What is required
Copy every line of the records below, requests included, and shift each bounding-box coordinate in the answers up by 71, leaving all numbers in the requests unchanged.

___ Rows ___

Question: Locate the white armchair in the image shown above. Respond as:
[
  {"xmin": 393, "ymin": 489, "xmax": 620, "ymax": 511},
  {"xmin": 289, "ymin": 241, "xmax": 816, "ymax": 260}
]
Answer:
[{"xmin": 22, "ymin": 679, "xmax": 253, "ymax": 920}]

___

Response for this exercise
Question: Locate the white armchair in the image shown above. Respond as:
[
  {"xmin": 393, "ymin": 489, "xmax": 620, "ymax": 511},
  {"xmin": 289, "ymin": 241, "xmax": 816, "ymax": 260}
]
Answer:
[{"xmin": 93, "ymin": 750, "xmax": 324, "ymax": 991}]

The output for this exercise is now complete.